_INSTRUCTIONS TO FOLLOW_:
Convert all of the material below into a numbered list, one entry per line, omitting any blank lines.

Position identification records:
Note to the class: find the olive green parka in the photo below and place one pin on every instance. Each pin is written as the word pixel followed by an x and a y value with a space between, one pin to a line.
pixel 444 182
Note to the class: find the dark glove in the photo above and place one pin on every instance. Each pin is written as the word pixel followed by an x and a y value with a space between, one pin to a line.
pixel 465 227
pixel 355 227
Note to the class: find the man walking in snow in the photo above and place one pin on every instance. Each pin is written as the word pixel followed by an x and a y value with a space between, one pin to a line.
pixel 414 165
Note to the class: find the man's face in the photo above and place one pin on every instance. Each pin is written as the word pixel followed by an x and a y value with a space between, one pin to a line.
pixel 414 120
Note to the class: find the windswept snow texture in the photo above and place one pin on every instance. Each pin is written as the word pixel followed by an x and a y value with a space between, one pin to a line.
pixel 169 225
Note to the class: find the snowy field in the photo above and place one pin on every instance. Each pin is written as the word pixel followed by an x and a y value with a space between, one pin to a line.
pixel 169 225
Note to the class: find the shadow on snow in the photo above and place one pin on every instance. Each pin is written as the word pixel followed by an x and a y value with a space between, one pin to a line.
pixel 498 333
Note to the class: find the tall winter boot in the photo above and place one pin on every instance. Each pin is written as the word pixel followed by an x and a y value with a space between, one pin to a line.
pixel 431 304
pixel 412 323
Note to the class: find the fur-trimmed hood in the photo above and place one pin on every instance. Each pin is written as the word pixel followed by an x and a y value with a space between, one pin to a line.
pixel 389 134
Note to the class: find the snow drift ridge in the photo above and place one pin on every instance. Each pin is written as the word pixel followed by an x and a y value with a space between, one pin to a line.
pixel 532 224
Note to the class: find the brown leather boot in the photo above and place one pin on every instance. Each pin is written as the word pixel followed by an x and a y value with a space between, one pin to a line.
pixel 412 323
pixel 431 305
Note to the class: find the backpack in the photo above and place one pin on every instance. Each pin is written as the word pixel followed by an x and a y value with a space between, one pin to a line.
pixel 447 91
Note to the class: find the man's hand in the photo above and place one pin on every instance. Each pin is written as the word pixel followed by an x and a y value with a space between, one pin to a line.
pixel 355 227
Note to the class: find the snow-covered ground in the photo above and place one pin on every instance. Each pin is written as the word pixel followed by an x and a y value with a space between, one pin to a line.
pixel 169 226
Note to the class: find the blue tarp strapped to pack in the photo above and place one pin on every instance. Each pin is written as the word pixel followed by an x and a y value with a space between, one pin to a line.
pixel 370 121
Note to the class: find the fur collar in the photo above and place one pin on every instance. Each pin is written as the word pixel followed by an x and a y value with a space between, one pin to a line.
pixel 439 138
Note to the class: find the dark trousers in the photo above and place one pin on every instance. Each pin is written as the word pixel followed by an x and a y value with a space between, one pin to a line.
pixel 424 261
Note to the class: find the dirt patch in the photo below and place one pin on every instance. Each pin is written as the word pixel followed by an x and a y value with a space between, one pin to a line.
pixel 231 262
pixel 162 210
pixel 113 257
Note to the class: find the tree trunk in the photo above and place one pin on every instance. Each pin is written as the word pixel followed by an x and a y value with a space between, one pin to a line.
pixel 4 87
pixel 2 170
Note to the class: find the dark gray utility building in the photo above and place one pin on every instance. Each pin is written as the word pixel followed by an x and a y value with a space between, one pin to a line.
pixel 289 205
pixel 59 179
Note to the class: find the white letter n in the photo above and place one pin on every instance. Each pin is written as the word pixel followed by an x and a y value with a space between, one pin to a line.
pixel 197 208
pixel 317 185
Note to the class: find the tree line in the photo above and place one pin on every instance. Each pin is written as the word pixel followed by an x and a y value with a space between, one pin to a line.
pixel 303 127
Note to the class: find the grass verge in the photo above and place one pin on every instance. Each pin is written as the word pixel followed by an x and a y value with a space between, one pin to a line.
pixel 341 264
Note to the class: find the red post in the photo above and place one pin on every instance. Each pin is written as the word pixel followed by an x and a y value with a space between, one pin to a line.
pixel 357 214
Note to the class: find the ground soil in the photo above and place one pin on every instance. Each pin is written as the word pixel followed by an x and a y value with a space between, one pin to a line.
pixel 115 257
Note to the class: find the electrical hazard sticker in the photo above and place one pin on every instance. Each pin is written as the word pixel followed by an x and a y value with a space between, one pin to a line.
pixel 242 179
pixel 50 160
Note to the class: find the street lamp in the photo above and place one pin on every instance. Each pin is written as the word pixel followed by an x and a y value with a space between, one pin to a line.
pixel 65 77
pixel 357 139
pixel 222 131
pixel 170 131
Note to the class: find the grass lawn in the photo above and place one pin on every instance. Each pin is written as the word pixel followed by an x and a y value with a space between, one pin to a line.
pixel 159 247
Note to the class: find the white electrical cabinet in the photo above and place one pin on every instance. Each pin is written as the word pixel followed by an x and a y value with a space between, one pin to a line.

_ANSWER TO THE TASK_:
1. Note to the class: find the olive green parka in the photo below and place one pin on every instance. Each pin is written as the word pixel followed by an x and a y value with a space between, one pin to a line.
2. pixel 444 182
3. Note to the class: find the dark glove in the photo above and place one pin on every instance. Each pin is written as the word pixel followed by an x and a y value with a space between, one pin to a line.
4. pixel 465 227
5. pixel 355 227
6. Note to the class: find the man walking in snow in the photo above and place one pin on every instance. Each pin is written as the word pixel followed by an x and a y value with a space between, one pin to a line.
7. pixel 414 165
8. Note to the class: find the man's face in the photo above and place one pin on every instance. Each pin is written as the word pixel followed by an x and a y value with a space between, one pin to a line.
9. pixel 414 120
10. Note to the class: find the windswept snow texture in the photo above and place one pin on every instance. Each pin is written as the word pixel followed by an x and a y value with a space between, one pin to a line.
11. pixel 169 225
12. Note to the class: find the snowy field in the photo above and place one pin on every instance. Each pin is written as the word pixel followed by an x and a y value with a space between, one pin to a line.
13. pixel 169 225
14. Note to the class: find the shadow on snow in the photo above and place one pin on every instance. Each pin is written as the word pixel followed by an x and a y value with a space between, one pin to a line.
15. pixel 498 333
16. Note to the class: find the tall winter boot in the photo above and place one pin on every instance. Each pin is written as the word pixel followed by an x and a y value with a space between, one pin to a line.
17. pixel 431 304
18. pixel 412 323
19. Note to the class: find the fur-trimmed hood in the photo above and place one pin on every instance. Each pin is written as the word pixel followed by an x and a y value with a space between, one pin to a line.
20. pixel 389 134
21. Note to the class: find the snow drift ridge in the photo above and place one pin on every instance. Each pin is written as the word pixel followed by an x and a y value with a space between, one pin to a line.
22. pixel 532 224
23. Note to the class: find the brown leather boot in the photo above and place one pin on every instance. Each pin is written as the word pixel followed by an x and a y value with a space between, one pin to a line.
24. pixel 412 323
25. pixel 431 305
26. Note to the class: find the backpack in the photo above and place one pin on every instance. Each pin is written as the word pixel followed by an x and a y value with a space between, one pin to a line.
27. pixel 447 91
28. Note to the class: find the man's hand in the photo above and place one pin on every instance. Each pin is written as the word pixel followed by an x and a y value with a space between, one pin to a line.
29. pixel 355 227
30. Note to the class: find the snow-covered ground in the photo above and place one pin on every instance. Each pin is written as the word pixel followed by an x and a y value with a space between, one pin to a line.
31. pixel 169 226
32. Note to the class: find the blue tarp strapped to pack in the photo above and place one pin on every instance. Each pin is written as the word pixel followed by an x and a y value with a space between, one pin to a line.
33. pixel 370 121
34. Note to the class: find the fur collar in the photo above and place one pin on every instance. Each pin is written as the word pixel followed by an x and a y value with a space between, one pin to a line.
35. pixel 439 138
36. Note to the class: find the dark trousers in the photo above and place one pin on every instance. Each pin is written as the word pixel followed by an x and a y value with a space between, one pin to a line.
37. pixel 424 261
38. Note to the class: find the dirt patch in the photo below and place one pin on every instance. Each pin is written as the word pixel followed by an x and a y value with a space between, one pin to a line.
39. pixel 231 262
40. pixel 162 210
41. pixel 113 257
42. Note to the class: find the tree trunk in the photo above and place one pin on every instance. Each pin is written as the word pixel followed by an x and a y value with a space between, one pin to a line.
43. pixel 4 87
44. pixel 2 170
45. Note to the class: find the dark gray utility building in the photo above and place one pin on every instance. Each pin is written as the word pixel followed by an x and a y value with a space between, one pin to a line.
46. pixel 289 205
47. pixel 59 179
48. Note to the class: find the white letter n in the photo above and place one pin on every instance. Each pin is written as the word pixel followed by an x and a y value with a space between, one pin to a line.
49. pixel 197 208
50. pixel 317 185
51. Note to the class: find the tree line in the photo above and place one pin on every instance. Each pin is written as the word pixel followed by an x and a y value with a space between, one pin to a line.
52. pixel 303 127
53. Note to the class: find the grass verge in the photo above and place one pin on every instance. Each pin is written as the word pixel followed by an x and a y value with a space between, one pin to a line.
54. pixel 341 264
55. Note to the class: find the red post in the photo above and place one pin on every instance. Each pin is written as the word pixel followed by an x and a y value with a space between, one pin to a line.
56. pixel 357 214
57. Note to the class: find the ground soil in the photo above and place one pin on every instance. Each pin is written as the word pixel followed by an x and a y value with a space between, one pin to a line.
58. pixel 115 257
59. Note to the class: find the electrical hazard sticker in the photo above and place one pin on every instance. Each pin is written as the word pixel followed by an x and a y value with a space between, one pin to a line.
60. pixel 242 179
61. pixel 50 160
62. Note to the class: find the street lamp in the photo above and place one pin on every instance. Each pin is written as the word pixel followed by an x and a y value with a space between, one pin to a line.
63. pixel 65 77
64. pixel 357 139
65. pixel 222 131
66. pixel 170 131
67. Note to the class: find the grass lawn in the photo above and place one pin on every instance. Each pin is written as the word pixel followed by an x and a y value with a space between, one pin to a line.
68. pixel 159 247
69. Note to the class: find the white electrical cabinet in the photo above and place one pin on every instance. Each pin is written as the word pixel followed by an x and a y value with a space between, one pin to a line.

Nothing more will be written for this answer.